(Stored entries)
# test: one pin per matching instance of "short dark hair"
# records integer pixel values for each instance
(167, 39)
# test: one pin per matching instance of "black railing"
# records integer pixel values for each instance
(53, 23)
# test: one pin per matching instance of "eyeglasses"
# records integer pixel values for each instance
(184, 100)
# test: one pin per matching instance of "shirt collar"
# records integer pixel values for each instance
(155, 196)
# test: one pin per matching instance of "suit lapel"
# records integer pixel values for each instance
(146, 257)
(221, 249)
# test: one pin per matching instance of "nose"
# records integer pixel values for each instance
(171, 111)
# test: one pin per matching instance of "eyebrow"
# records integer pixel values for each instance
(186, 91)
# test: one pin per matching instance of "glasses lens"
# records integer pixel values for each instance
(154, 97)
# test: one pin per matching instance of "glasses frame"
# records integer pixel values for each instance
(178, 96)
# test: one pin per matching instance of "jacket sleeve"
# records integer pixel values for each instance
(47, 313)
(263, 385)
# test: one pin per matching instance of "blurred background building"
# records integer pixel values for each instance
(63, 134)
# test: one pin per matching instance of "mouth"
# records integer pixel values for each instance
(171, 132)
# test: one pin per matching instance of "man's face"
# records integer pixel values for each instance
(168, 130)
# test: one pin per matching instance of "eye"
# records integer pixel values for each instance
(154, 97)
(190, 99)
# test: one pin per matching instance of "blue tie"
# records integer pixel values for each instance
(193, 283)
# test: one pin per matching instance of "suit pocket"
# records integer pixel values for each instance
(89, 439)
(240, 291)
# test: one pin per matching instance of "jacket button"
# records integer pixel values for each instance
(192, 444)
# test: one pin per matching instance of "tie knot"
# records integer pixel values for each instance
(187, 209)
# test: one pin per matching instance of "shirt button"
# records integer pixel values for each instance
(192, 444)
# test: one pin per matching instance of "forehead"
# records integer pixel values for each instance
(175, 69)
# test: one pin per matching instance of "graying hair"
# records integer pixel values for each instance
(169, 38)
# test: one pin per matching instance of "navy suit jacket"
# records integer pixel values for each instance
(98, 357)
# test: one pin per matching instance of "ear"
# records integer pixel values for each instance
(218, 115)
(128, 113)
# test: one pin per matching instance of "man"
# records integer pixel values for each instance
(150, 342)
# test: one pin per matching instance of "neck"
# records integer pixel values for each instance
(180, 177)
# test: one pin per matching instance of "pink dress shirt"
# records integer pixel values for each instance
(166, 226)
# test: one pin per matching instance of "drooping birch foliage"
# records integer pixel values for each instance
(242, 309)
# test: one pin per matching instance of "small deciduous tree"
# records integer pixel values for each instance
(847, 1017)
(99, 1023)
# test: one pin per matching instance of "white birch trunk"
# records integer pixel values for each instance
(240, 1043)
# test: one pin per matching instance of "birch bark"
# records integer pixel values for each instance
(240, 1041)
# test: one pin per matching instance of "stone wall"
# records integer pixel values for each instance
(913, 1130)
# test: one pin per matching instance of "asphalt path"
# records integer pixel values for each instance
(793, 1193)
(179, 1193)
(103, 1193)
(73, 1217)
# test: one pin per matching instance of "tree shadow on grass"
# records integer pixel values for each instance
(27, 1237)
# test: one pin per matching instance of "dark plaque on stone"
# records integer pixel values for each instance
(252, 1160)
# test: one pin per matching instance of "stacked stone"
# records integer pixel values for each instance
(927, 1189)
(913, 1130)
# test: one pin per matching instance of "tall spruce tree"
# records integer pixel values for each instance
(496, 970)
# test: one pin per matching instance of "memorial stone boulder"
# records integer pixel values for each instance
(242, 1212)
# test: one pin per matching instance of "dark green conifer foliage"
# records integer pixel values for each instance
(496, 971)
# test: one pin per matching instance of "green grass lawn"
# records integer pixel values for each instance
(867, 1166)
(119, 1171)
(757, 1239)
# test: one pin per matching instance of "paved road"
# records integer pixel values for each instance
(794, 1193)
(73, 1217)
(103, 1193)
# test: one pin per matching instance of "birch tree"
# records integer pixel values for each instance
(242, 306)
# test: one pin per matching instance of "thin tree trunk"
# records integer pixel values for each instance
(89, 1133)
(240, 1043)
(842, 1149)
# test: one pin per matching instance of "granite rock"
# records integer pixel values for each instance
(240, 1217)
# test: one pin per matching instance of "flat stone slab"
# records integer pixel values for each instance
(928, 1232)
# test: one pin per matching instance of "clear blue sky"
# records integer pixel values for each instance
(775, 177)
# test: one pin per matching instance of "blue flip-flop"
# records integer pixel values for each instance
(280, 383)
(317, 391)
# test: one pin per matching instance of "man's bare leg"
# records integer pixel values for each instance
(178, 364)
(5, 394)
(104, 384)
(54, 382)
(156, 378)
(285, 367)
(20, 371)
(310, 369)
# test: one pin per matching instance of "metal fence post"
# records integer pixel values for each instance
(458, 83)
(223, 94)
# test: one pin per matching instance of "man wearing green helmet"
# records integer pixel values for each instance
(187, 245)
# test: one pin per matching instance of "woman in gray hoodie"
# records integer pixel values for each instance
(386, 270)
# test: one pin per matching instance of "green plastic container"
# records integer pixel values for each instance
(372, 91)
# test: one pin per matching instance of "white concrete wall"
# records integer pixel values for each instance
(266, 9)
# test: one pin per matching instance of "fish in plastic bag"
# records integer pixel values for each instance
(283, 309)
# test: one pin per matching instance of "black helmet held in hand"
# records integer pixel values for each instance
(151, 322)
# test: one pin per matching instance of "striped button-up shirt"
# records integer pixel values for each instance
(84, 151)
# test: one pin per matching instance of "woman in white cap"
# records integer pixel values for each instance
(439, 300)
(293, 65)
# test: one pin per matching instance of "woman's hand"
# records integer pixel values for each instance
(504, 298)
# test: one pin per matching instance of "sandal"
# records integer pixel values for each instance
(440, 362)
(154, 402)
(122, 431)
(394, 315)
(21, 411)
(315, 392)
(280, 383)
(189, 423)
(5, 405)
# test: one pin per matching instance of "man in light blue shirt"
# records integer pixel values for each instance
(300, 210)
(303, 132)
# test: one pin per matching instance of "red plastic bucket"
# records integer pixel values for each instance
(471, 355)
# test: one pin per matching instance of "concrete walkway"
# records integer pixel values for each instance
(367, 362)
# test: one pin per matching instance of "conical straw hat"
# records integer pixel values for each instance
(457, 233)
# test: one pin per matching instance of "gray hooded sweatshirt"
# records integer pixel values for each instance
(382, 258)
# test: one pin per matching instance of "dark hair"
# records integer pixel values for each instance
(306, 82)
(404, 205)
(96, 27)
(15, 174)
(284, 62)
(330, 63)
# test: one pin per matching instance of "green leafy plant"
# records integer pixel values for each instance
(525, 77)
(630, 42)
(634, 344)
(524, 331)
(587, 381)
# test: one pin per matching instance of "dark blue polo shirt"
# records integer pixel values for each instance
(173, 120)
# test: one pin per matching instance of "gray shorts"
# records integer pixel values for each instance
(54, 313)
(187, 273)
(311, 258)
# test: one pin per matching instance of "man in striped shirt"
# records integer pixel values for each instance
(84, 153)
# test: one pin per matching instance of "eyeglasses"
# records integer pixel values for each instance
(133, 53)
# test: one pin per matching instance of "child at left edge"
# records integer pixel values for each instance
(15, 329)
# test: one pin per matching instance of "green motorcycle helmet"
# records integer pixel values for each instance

## Task description
All of the data shown above must be copied exactly.

## Output for this task
# test: one pin per matching instance of "short dark hair"
# records integer pixel values for each instance
(167, 39)
# test: one pin per matching instance of "black railing"
# records integer pixel values for each instance
(53, 23)
# test: one pin per matching instance of "eyeglasses"
# records integer pixel values for each instance
(184, 100)
# test: one pin per matching instance of "shirt collar"
# records integer pixel values for each instance
(155, 196)
# test: one pin per matching instance of "suit lapel"
# records integer pixel values for each instance
(146, 257)
(221, 249)
# test: one pin per matching instance of "nose"
# records integer pixel values for each instance
(171, 111)
# test: one pin per matching instance of "eyebrow"
# records integer pixel values for each instance
(186, 91)
# test: one pin per matching instance of "glasses lens"
# records integer pixel values for each instance
(154, 97)
# test: one pin per matching instance of "glasses frame"
# records integer pixel values for each instance
(178, 96)
# test: one pin per matching instance of "jacket sleeve"
# records integer pixel values for each instance
(47, 313)
(263, 385)
# test: one pin per matching instance of "blurred background building"
# records integer pixel values for each instance
(63, 134)
# test: one pin per matching instance of "mouth"
# records integer pixel values for each instance
(171, 132)
# test: one pin per matching instance of "man's face"
# records integer pixel values for each instance
(168, 130)
# test: one pin per matching instance of "eye"
# records integer pixel values for each instance
(154, 97)
(190, 99)
# test: one pin per matching instance of "blue tie"
# records integer pixel values for each instance
(193, 283)
# test: one pin per matching instance of "suit pocket"
# records integer pixel values for each instance
(89, 439)
(240, 291)
# test: one pin per matching instance of "jacket button"
# records integer pixel values for each instance
(192, 444)
# test: one pin per matching instance of "tie knot"
# records integer pixel values for each instance
(187, 209)
# test: one pin per matching instance of "shirt button"
# records integer pixel values for each instance
(192, 444)
# test: one pin per matching instance of "forehead"
# records integer pixel values for each instance
(175, 69)
# test: one pin per matching instance of "graying hair"
# records integer pixel values for each instance
(169, 38)
# test: one pin per matching instance of "navy suit jacket"
# records integer pixel values for each instance
(98, 357)
# test: one pin per matching instance of "ear"
# records integer pixel values for each instance
(218, 115)
(128, 113)
# test: one pin per matching instance of "man"
# records integer pixel values for each instance
(150, 342)
# test: one pin per matching instance of "neck"
# records integer pixel values for each instance
(180, 177)
# test: one pin per matching instance of "pink dress shirt"
# records integer pixel values for each instance
(166, 226)
# test: one pin per matching instance of "drooping birch foliage"
# records integer pixel values for each instance
(242, 309)
# test: one pin per matching instance of "small deciduous tree"
# records integer pixel values for each instance
(847, 1017)
(99, 1023)
# test: one pin per matching instance of "white birch trunk"
# records integer pixel values for each instance
(240, 1043)
# test: one pin per matching instance of "birch bark"
# records integer pixel values for each instance
(240, 1041)
# test: one pin per matching instance of "stone wall"
# records integer pixel values for each instance
(913, 1130)
# test: one pin per matching instance of "asphalt path"
# records integer pixel values for each instance
(793, 1193)
(179, 1193)
(103, 1193)
(73, 1217)
# test: one pin per matching instance of "tree shadow on grass"
# records integer pixel values for each instance
(27, 1237)
# test: one pin per matching instance of "dark plaque on stone"
# records integer pixel values for each instance
(252, 1160)
# test: one pin per matching instance of "stacked stone"
# records integer pixel values for each instance
(927, 1189)
(913, 1130)
# test: one pin per matching instance of "tall spruce tree"
# records integer pixel values for each instance
(496, 970)
# test: one pin per matching instance of "memorial stone boulder"
# records integer pixel values for each instance
(242, 1212)
# test: one pin per matching instance of "dark green conifer foliage"
# records integer pixel values for each instance
(496, 971)
# test: one pin per matching instance of "green grass lawn"
# records integer pixel values for each instance
(867, 1166)
(119, 1171)
(757, 1239)
# test: one pin per matching instance of "paved road"
# records integer pixel values for each instance
(794, 1193)
(73, 1217)
(103, 1193)
# test: one pin per matching instance of "birch tree"
# records integer pixel values for each instance
(242, 306)
# test: one pin per matching instance of "thin tree trunk"
# records integer pixel values for each instance
(89, 1133)
(240, 1043)
(842, 1149)
# test: one pin per matching instance of "granite rock"
# records integer pixel values for each instance
(240, 1217)
# test: one pin per matching instance of "flat stone slab"
# records integer pixel values for each instance
(928, 1232)
# test: one pin per matching instance of "clear blue sky"
# records integer pixel values for each instance
(775, 177)
# test: one pin per matching instance of "blue flip-flop"
# records integer pixel values for each instance
(280, 383)
(317, 391)
# test: one pin per matching instance of "man's bare leg"
# records integer pixel values for each instance
(178, 364)
(5, 394)
(104, 384)
(54, 382)
(156, 378)
(285, 367)
(20, 371)
(310, 369)
# test: one pin per matching instance of "metal fence post"
# records integer pixel values for each instance
(458, 83)
(223, 94)
# test: one pin per matching instance of "man wearing green helmet"
# records integer pixel values for each instance
(187, 245)
# test: one pin per matching instance of "woman in gray hoodie"
# records integer pixel values for each instance
(386, 270)
# test: one pin per matching instance of "green plastic container"
# records integer pixel values for each instance
(372, 91)
# test: one pin per matching instance of "white concrete wall"
# records integer pixel values for each instance
(266, 9)
# test: one pin per matching instance of "fish in plastic bag"
# records integer pixel values for each instance
(283, 309)
# test: one pin per matching instance of "black helmet held in hand"
# records integer pixel values for each instance
(151, 322)
# test: one pin per matching instance of "striped button-up shirt"
# records integer pixel values for each instance
(84, 151)
# test: one pin per matching instance of "woman in white cap"
# records integer pixel values for each instance
(439, 300)
(293, 65)
# test: one pin per matching instance of "woman's hand"
# records integer pixel values for each instance
(504, 298)
# test: one pin per matching instance of "sandal"
# records integer pixel values for each instance
(440, 362)
(154, 402)
(122, 431)
(394, 315)
(21, 411)
(315, 392)
(280, 383)
(189, 423)
(5, 405)
# test: one pin per matching instance of "man in light blue shirt"
# records integer pixel values for each instance
(300, 210)
(303, 132)
# test: one pin per matching instance of "red plastic bucket"
# records integer pixel values for each instance
(471, 355)
# test: one pin per matching instance of "concrete walkway"
# records integer pixel values for each instance
(367, 362)
# test: one pin per matching instance of "conical straw hat"
# records integer pixel values for each instance
(457, 233)
# test: one pin per matching instance of "gray hooded sweatshirt"
# records integer pixel values for each instance
(382, 258)
# test: one pin per matching instance of "dark hair"
# records integer pixel values for each instance
(306, 82)
(404, 205)
(96, 27)
(15, 174)
(284, 62)
(330, 63)
# test: one pin per matching instance of "green leafy plant"
# records integer pixel values for each instance
(525, 77)
(630, 42)
(634, 344)
(524, 331)
(587, 381)
# test: one pin per matching instance of "dark blue polo shirt"
# records integer pixel values for each instance
(173, 120)
# test: one pin per matching instance of "gray shorts"
# records integer pixel values for each instance
(54, 313)
(187, 273)
(311, 258)
# test: one pin per matching instance of "man in striped shirt"
# records integer pixel values for each instance
(84, 153)
# test: one pin per matching instance of "eyeglasses"
# records integer pixel values for each instance
(133, 53)
# test: one pin per matching instance of "child at left edge"
# records integer pixel values for each instance
(15, 329)
# test: one pin per matching instance of "green motorcycle helmet"
# records integer pixel values for each instance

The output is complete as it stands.